DATA SECTION ::

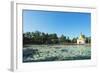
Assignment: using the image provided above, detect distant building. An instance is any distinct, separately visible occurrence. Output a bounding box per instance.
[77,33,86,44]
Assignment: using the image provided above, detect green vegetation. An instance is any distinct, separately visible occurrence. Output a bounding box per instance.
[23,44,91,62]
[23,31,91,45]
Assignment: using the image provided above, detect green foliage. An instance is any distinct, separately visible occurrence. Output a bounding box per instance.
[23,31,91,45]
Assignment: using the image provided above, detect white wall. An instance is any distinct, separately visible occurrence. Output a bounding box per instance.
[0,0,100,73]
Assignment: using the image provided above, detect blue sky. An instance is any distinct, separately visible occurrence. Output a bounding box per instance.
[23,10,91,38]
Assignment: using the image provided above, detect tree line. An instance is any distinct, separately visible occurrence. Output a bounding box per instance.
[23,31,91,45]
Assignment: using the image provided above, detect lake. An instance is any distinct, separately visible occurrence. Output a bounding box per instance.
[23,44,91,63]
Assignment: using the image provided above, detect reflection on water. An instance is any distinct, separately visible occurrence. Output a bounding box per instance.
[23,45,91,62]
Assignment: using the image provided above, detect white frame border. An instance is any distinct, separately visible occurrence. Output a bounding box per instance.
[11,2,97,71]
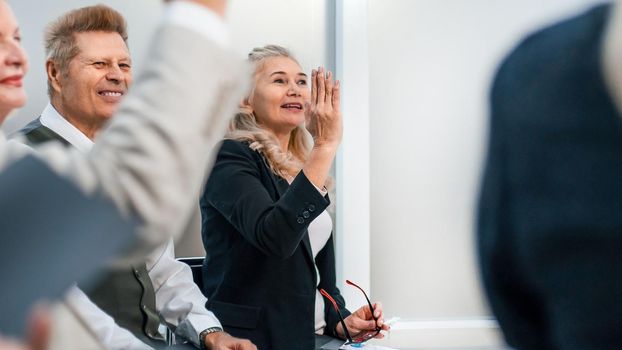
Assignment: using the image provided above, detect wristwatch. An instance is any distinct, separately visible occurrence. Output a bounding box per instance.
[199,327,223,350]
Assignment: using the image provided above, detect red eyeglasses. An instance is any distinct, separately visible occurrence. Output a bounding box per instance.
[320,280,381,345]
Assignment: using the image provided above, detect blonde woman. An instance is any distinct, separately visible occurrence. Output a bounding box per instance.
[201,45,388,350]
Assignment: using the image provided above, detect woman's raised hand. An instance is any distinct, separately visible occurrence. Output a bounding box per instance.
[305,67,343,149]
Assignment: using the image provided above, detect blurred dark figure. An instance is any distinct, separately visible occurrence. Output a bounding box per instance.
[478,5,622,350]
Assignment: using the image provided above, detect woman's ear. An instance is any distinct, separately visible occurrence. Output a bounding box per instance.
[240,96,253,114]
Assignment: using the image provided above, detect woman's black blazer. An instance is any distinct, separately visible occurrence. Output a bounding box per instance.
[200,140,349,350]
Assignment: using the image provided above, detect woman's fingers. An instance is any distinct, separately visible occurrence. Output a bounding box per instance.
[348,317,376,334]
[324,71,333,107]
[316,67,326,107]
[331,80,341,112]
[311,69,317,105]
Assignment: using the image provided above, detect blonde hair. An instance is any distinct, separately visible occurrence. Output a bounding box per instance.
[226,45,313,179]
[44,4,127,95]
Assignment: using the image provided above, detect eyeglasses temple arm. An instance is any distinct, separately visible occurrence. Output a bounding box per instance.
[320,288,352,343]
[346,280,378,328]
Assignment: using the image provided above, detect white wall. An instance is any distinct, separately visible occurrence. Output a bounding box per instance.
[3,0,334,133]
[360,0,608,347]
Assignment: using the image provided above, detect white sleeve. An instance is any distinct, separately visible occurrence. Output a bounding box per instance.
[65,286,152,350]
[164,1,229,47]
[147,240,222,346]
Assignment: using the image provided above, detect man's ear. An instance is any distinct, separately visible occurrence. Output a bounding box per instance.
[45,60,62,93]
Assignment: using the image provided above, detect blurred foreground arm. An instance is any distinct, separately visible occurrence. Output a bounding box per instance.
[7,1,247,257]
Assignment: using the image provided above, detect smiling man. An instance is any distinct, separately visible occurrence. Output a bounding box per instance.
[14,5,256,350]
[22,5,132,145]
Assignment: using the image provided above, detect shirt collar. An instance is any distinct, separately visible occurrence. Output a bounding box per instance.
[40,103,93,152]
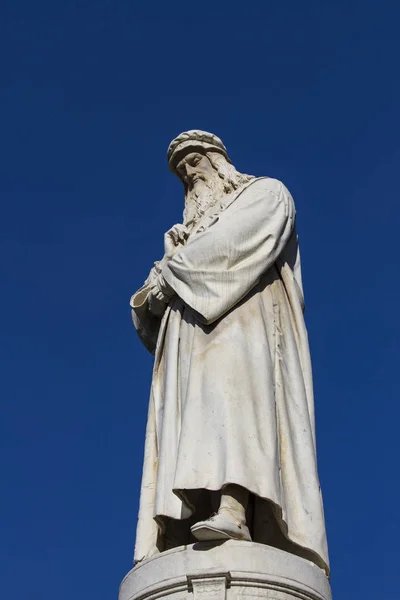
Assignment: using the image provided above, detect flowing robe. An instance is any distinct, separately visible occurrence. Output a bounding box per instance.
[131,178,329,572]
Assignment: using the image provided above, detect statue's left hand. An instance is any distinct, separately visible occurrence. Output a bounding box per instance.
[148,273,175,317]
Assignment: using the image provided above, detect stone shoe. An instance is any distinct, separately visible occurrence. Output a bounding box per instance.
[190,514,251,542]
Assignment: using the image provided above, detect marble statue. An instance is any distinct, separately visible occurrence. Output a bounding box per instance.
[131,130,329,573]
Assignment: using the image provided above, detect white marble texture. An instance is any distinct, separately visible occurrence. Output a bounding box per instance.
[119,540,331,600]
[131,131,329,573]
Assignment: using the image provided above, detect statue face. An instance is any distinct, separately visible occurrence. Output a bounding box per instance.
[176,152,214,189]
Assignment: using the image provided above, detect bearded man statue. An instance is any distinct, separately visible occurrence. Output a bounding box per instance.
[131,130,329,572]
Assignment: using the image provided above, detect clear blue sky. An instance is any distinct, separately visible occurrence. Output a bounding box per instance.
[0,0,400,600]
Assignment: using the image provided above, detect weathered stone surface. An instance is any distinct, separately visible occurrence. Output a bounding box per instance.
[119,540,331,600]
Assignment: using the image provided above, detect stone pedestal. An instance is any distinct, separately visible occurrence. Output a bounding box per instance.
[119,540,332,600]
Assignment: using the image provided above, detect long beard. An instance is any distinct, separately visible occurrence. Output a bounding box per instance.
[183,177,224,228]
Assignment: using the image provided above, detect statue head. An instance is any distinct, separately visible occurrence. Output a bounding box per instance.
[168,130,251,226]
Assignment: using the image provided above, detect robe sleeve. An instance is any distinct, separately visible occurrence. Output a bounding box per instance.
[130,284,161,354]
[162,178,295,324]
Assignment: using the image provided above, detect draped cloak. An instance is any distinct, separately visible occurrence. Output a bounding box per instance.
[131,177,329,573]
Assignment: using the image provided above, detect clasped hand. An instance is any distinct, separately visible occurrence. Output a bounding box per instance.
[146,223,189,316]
--
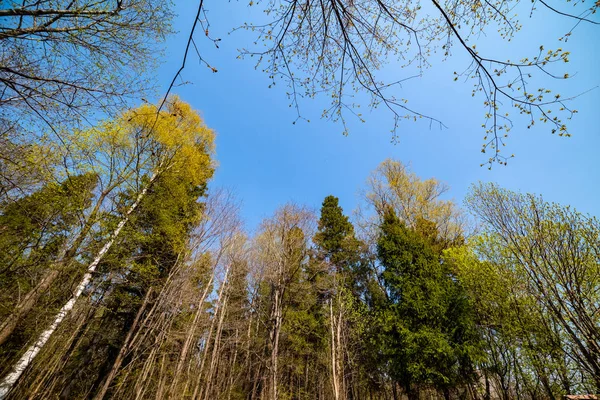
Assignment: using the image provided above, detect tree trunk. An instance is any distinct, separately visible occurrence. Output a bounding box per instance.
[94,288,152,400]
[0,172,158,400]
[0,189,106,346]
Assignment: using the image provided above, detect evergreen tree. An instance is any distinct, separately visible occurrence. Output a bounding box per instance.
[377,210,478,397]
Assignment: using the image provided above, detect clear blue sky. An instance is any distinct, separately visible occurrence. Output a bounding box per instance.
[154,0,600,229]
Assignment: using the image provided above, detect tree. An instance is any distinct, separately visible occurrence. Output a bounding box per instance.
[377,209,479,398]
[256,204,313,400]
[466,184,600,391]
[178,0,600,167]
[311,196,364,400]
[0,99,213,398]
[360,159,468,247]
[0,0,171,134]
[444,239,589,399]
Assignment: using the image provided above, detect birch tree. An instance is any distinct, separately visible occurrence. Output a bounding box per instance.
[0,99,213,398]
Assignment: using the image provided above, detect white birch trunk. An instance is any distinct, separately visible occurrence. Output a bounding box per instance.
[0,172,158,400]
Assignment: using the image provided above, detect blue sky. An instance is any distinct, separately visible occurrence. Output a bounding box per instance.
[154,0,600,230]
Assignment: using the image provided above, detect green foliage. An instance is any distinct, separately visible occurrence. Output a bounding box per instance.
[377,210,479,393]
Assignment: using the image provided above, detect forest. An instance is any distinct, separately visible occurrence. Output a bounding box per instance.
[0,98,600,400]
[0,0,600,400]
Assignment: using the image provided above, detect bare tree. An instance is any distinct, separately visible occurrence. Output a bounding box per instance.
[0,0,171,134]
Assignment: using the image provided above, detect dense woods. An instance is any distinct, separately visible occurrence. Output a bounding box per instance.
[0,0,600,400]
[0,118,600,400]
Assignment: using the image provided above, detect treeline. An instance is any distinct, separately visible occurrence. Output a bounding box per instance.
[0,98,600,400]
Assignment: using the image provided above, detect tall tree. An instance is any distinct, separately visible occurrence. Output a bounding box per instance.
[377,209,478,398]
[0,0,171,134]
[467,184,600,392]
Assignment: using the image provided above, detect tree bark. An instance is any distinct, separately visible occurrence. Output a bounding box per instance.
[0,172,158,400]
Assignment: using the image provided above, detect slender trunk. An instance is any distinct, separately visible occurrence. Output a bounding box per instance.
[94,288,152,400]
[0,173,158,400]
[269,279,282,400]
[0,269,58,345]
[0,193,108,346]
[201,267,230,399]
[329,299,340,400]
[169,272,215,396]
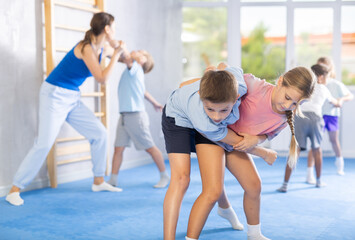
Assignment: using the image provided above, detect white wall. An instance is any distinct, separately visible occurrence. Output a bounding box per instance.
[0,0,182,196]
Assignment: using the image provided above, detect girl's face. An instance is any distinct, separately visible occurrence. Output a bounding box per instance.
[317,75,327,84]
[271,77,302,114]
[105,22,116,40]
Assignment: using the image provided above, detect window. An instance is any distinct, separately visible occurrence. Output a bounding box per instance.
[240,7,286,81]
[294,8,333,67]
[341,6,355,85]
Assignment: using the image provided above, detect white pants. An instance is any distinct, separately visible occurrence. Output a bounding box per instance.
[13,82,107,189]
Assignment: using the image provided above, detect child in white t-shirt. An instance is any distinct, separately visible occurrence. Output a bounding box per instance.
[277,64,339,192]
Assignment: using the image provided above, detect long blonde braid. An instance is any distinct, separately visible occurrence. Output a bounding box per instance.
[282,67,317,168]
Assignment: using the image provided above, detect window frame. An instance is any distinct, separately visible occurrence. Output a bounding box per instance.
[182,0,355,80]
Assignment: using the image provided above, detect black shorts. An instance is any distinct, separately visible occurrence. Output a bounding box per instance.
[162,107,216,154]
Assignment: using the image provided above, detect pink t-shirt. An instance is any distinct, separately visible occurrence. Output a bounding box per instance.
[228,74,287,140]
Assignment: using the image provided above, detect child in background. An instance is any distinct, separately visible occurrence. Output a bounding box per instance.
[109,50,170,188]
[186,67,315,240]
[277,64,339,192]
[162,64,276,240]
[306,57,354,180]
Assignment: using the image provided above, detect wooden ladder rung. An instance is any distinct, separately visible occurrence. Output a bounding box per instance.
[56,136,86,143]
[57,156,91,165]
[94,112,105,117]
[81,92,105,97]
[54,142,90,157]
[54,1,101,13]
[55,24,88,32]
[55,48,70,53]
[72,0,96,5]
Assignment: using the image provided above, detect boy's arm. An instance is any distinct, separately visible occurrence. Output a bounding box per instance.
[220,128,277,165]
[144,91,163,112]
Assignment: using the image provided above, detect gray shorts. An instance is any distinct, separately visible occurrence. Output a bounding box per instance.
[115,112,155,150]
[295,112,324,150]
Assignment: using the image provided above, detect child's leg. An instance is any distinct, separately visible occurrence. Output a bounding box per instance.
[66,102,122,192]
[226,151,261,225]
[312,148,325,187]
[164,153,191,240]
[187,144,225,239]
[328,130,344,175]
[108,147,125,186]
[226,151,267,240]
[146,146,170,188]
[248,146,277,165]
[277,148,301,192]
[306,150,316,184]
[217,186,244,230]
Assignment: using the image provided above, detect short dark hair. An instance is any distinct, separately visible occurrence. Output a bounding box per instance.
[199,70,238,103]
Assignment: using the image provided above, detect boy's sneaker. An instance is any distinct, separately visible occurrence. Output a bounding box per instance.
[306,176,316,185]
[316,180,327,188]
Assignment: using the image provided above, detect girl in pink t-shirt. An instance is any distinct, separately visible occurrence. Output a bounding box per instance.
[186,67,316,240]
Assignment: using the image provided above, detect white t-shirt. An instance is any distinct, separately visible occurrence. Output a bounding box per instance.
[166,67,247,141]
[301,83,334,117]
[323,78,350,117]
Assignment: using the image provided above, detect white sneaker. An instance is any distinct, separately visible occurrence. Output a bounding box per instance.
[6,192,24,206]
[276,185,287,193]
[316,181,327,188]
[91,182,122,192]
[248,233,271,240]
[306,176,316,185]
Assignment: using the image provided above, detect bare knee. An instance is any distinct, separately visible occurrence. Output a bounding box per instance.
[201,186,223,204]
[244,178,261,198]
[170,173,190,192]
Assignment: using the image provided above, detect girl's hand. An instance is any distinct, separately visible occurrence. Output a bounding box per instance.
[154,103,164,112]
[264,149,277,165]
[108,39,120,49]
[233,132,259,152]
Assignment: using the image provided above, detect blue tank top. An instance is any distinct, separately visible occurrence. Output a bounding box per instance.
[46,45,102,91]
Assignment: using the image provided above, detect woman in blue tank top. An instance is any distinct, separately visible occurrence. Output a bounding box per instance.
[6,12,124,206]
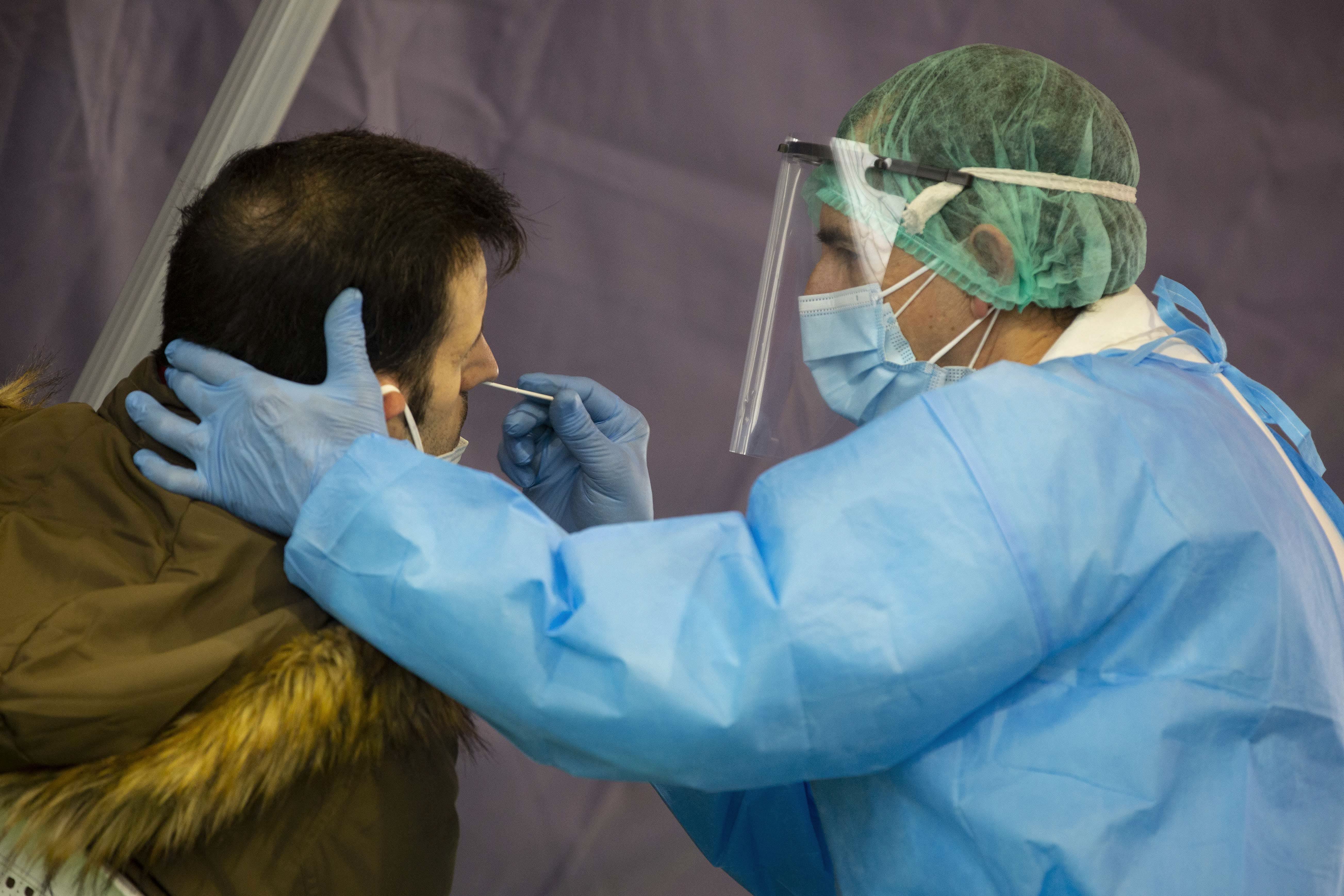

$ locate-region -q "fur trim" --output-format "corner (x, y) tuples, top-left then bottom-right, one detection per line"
--
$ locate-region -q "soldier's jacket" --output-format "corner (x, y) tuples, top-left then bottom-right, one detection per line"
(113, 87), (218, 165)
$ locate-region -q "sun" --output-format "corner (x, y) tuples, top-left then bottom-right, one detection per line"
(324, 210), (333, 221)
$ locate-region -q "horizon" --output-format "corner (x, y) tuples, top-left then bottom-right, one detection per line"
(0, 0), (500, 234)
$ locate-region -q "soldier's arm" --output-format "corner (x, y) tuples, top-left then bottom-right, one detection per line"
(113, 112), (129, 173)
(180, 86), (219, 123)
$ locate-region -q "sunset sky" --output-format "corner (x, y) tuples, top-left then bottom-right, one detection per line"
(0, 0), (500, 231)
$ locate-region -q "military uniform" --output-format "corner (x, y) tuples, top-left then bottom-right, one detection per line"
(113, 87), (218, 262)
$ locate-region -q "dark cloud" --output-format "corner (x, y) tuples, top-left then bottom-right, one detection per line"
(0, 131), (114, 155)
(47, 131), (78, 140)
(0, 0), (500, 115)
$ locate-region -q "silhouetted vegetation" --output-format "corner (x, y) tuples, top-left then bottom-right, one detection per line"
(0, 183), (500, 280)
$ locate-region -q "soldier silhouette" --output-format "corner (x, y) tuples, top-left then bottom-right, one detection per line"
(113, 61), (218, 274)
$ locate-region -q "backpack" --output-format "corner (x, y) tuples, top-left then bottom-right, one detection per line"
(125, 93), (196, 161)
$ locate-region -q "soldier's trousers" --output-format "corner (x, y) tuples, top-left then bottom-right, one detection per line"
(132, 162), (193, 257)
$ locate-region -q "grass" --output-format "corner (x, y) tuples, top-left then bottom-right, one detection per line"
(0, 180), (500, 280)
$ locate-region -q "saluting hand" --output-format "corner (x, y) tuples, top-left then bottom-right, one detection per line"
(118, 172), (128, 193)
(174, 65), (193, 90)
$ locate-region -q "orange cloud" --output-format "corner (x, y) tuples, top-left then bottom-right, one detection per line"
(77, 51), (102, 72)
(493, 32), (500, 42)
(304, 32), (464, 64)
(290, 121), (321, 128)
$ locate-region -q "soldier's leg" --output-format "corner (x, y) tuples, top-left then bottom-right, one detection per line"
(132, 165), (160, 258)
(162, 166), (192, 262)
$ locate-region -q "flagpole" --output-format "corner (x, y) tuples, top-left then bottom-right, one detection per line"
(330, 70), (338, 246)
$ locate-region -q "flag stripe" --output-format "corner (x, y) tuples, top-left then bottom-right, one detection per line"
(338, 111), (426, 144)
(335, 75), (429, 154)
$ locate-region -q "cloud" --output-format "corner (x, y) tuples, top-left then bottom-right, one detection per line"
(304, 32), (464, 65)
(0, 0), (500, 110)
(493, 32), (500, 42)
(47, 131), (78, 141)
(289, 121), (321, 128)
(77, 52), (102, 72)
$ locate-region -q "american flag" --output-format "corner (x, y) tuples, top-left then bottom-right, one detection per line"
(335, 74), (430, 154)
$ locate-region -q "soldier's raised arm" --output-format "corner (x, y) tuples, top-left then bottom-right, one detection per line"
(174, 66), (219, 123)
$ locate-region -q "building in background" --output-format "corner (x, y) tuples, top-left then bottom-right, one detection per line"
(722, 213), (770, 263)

STATED PROBLEM :: Put the lines into a Markdown table with the columns Row and Line, one row per line and blank lines omitted. Begin at the line that contains "Assignment: using the image provided above, detect stone shoe." and stop after the line that contains "[131,130,329,573]".

THE RESPONSE ::
| Row | Line |
|---|---|
| 1 | Assignment: using the image provided above, detect stone shoe. An instance is any distinct, separately visible occurrence. Output a bounding box per instance. |
| 2 | [190,514,251,542] |
| 3 | Assignment: using the image provided above, detect marble statue. An instance is any distinct, separately visible occurrence. Output a bounding box per instance. |
| 4 | [131,130,329,573] |